- _Aim of the task_
Decide whether each statement below agrees with the stem-cell passage, answering yes or no and quoting the deciding words from it. 1. The Genetics Policy Institute is headquartered in Washington. 2. The bill that President Bush vetoed passed the Republican-led Congress. 3. Sen. Ron Klein's Florida bill sought $200 million in state money for embryonic stem-cell research.

- _Reading passage_
When Bernie Siegel started pushing for stem-cell research three years ago, the tide was moving decidedly in the other direction.

Laws were being proposed to put researchers in jail. To put patients in jail!

Now the momentum is running the other way — despite President Bush’s recent stem-cell veto, in which the war president showed his commitment to the sanctity of life by a stalwart defense of eight-cell embryos.

“The pro-cure forces,” Siegel says, “are galvanized as never before.”

Siegel, an attorney-turned-activist, heads the Genetics Policy Institute, a national advocacy organization headquartered not in Washington, but in Wellington.

He’s seeing all kinds of hopeful signs:

The bill that Bush vetoed passed the Republican-led Congress. It got support from such conservative stalwarts as Orrin Hatch and Bill Frist.

In Florida, a majority of state senators backed a bill by Sen. Ron Klein, D-Boca Raton, looking to provide $150 million in state money for embryonic stem-cell research. The bill faltered, needing a two-thirds majority. It wouldn’t have overcome the opposition of Gov. Jeb Bush in any case.

- _Data provided_
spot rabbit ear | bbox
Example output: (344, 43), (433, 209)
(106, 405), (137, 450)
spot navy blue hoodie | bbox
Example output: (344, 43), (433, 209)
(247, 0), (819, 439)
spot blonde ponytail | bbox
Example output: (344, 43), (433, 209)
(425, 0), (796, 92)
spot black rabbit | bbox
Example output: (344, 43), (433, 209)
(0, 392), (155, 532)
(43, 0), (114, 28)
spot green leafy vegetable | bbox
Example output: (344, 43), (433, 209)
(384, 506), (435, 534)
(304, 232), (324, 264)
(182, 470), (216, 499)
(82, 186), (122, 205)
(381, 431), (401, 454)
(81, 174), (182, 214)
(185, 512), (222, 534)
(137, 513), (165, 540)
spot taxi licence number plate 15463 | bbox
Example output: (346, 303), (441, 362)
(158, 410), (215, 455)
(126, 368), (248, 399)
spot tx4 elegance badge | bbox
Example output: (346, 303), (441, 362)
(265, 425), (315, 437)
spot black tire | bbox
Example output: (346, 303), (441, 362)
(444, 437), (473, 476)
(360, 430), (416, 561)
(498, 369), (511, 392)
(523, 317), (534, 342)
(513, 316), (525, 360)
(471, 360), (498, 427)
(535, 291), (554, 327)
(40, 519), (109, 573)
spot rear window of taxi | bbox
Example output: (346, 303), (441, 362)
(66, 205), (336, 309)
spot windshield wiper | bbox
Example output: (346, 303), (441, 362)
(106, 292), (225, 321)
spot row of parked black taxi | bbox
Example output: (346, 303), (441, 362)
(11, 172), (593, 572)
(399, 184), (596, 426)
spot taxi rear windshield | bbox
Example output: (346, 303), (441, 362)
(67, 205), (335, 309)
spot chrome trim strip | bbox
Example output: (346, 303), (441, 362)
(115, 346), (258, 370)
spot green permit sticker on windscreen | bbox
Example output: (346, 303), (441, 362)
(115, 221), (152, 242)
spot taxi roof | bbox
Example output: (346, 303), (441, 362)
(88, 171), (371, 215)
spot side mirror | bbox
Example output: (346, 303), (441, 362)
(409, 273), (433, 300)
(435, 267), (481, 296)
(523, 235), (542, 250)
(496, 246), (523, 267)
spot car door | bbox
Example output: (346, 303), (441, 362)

- _Result_
1. No: "headquartered not in Washington, but in Wellington."
2. Yes: "The bill that Bush vetoed passed the Republican-led Congress."
3. No: "looking to provide $150 million in state money for embryonic stem-cell research."